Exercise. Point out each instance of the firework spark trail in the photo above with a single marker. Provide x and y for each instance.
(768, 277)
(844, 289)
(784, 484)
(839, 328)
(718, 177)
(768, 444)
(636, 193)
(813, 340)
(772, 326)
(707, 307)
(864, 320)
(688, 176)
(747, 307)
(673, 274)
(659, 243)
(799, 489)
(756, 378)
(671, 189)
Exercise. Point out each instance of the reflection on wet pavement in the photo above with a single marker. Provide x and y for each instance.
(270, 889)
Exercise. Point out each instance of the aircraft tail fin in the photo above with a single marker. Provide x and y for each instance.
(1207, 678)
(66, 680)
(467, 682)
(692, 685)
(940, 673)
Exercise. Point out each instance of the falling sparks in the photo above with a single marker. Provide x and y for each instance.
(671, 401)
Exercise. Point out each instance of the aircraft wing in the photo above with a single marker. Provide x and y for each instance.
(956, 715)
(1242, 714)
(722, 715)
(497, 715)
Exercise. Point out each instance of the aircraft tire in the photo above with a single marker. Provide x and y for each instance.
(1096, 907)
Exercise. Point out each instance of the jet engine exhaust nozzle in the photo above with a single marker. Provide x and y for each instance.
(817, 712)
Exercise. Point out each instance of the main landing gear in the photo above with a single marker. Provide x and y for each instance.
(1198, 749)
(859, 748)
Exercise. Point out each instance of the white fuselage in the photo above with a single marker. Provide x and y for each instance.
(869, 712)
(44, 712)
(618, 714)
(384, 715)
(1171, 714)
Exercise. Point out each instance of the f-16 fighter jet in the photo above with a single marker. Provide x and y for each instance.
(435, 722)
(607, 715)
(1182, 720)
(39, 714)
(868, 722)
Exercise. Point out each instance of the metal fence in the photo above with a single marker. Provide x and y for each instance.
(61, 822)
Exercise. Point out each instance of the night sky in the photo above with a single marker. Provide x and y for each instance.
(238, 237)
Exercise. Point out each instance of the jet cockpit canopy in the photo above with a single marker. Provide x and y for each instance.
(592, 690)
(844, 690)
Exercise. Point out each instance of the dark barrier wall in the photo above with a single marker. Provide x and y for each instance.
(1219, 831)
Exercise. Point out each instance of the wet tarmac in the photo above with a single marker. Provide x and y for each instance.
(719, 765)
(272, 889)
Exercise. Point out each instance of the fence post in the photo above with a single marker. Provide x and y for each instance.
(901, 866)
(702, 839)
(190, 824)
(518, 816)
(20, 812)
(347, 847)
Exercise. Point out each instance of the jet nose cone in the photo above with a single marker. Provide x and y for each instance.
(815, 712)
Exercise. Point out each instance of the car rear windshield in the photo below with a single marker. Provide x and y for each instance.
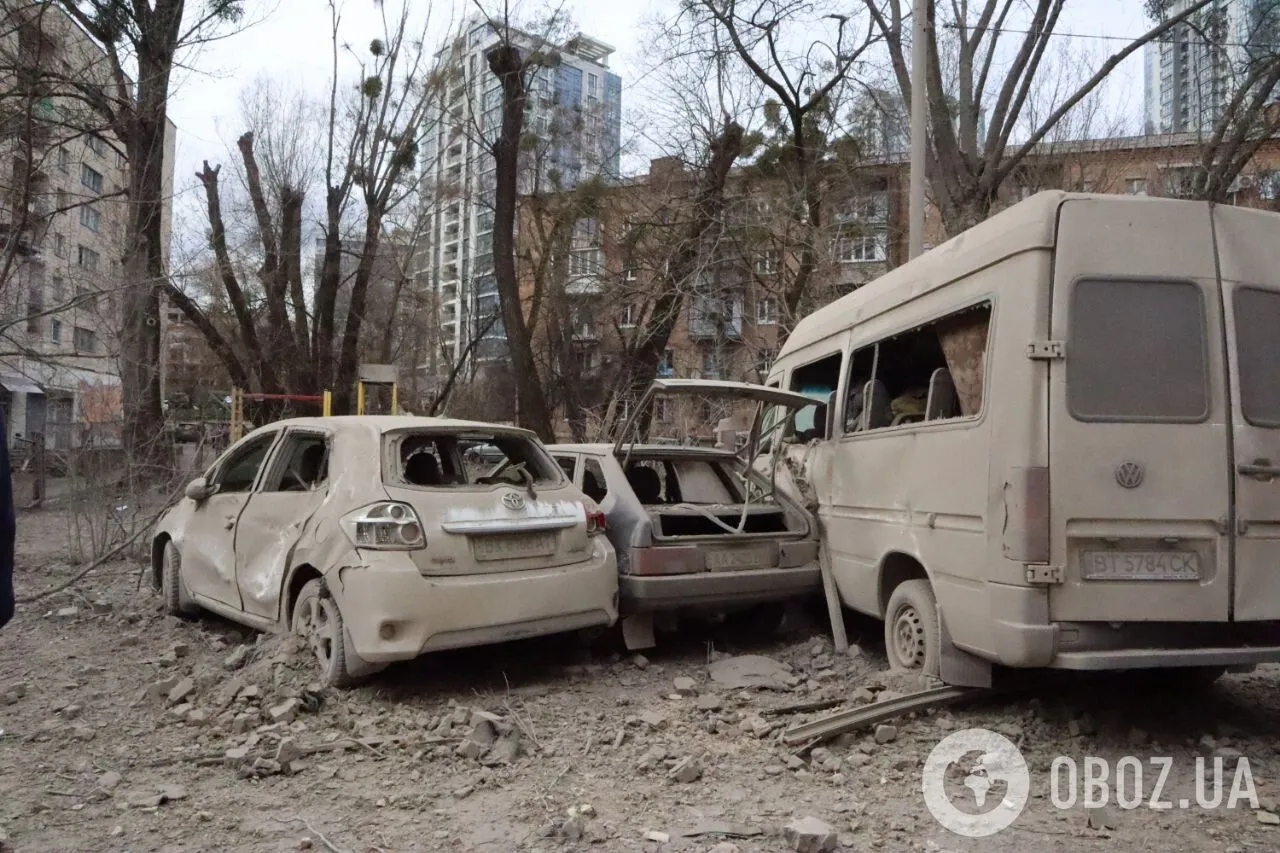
(1257, 323)
(682, 480)
(443, 460)
(1137, 351)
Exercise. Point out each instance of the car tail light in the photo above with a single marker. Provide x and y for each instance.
(595, 521)
(387, 527)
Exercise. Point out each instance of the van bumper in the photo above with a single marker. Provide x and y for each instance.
(392, 612)
(717, 588)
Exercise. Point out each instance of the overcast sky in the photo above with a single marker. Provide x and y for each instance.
(289, 40)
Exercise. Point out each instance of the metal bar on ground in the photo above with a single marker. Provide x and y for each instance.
(868, 715)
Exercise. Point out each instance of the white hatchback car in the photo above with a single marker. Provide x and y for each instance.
(379, 538)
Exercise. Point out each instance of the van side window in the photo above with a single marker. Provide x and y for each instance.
(935, 372)
(1137, 351)
(817, 379)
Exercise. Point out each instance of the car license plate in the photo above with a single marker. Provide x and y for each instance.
(510, 546)
(1142, 565)
(758, 557)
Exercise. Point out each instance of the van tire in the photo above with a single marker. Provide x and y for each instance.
(318, 621)
(177, 600)
(913, 635)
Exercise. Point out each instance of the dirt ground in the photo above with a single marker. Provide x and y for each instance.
(128, 730)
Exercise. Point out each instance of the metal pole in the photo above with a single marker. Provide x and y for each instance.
(919, 94)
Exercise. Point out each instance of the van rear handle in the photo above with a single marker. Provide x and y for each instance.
(1261, 469)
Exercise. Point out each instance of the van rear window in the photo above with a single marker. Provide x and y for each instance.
(1257, 323)
(1138, 351)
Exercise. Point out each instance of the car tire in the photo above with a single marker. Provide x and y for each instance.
(758, 620)
(177, 600)
(318, 621)
(913, 634)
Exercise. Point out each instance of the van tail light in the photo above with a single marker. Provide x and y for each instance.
(385, 527)
(595, 523)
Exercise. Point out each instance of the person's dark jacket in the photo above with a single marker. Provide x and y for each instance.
(7, 528)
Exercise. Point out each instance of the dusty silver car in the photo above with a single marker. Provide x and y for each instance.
(698, 528)
(376, 541)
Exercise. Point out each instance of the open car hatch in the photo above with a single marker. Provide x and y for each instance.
(713, 389)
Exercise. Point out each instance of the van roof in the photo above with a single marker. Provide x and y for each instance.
(1028, 224)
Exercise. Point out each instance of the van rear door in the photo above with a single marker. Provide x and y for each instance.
(1139, 477)
(1249, 254)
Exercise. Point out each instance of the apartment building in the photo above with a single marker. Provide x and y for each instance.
(574, 117)
(63, 223)
(1192, 73)
(734, 311)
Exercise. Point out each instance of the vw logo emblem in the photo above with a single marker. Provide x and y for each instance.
(1129, 475)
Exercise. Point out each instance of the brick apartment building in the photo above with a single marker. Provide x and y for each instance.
(593, 278)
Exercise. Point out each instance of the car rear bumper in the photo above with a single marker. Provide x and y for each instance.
(717, 588)
(394, 614)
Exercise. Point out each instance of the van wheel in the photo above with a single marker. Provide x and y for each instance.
(913, 637)
(318, 621)
(177, 600)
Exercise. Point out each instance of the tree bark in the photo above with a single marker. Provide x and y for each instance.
(507, 65)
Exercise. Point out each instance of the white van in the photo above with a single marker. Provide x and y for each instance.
(1055, 439)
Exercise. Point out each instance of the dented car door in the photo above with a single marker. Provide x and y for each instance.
(277, 518)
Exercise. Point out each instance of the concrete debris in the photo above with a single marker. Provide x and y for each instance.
(886, 733)
(709, 702)
(653, 719)
(689, 770)
(237, 658)
(752, 671)
(284, 711)
(181, 690)
(810, 835)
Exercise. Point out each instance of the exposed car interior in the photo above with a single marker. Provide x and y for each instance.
(434, 460)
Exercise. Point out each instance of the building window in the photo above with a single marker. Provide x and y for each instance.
(862, 249)
(667, 366)
(91, 177)
(87, 258)
(85, 340)
(629, 316)
(766, 310)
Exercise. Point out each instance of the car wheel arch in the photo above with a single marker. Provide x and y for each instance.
(895, 569)
(297, 578)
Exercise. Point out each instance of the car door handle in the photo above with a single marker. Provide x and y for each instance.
(1260, 469)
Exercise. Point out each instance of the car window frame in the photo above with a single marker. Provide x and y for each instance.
(232, 454)
(278, 457)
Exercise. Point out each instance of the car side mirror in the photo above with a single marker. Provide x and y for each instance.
(199, 489)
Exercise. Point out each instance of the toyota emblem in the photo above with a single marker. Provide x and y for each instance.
(1129, 475)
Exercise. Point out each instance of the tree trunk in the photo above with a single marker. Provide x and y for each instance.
(507, 65)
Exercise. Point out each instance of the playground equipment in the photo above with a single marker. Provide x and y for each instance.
(238, 397)
(374, 377)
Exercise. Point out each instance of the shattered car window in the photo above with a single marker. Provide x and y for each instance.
(442, 460)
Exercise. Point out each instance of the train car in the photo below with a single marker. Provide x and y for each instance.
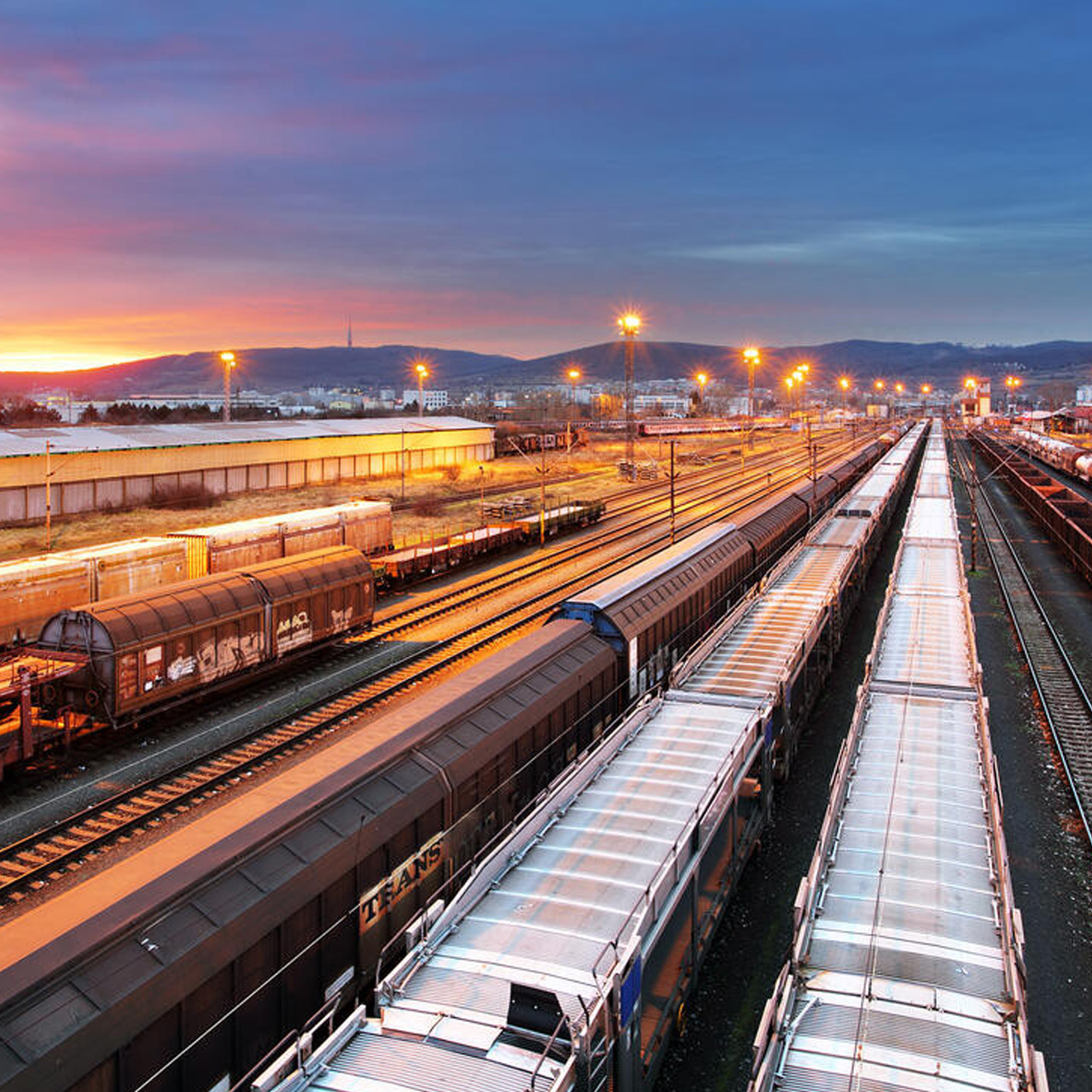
(683, 426)
(162, 647)
(365, 525)
(566, 962)
(651, 612)
(318, 866)
(427, 558)
(34, 589)
(907, 966)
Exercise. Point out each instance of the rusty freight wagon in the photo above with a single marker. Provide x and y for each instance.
(365, 525)
(162, 647)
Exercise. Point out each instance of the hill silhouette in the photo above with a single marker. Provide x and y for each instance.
(280, 369)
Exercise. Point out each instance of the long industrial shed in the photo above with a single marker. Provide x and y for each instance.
(101, 468)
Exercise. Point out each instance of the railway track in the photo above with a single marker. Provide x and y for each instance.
(686, 502)
(1065, 702)
(48, 854)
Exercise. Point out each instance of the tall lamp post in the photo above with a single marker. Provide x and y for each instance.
(421, 370)
(229, 361)
(629, 327)
(752, 359)
(573, 378)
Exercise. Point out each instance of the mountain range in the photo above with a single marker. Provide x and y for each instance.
(281, 369)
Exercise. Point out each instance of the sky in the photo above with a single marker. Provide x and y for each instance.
(505, 176)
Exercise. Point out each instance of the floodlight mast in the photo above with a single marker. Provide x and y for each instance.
(629, 327)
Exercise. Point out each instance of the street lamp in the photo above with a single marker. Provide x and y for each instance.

===

Task item.
After locating the line with "Exercise. Point out each instance of the sky", please repeat it and every line after it exactly, through the end of the data above.

Answer below.
Exercise. Point out each instance of the sky in the photo above with a single marker. Provide x and y for each instance.
(505, 176)
Exercise. Point out each instance of the floodlight mast in the photo above with a single marker. Provide x and y for each instance.
(629, 327)
Exercise. Point out each instance of the street lamp in the photo above with a single marker. Provide x and y for each instance.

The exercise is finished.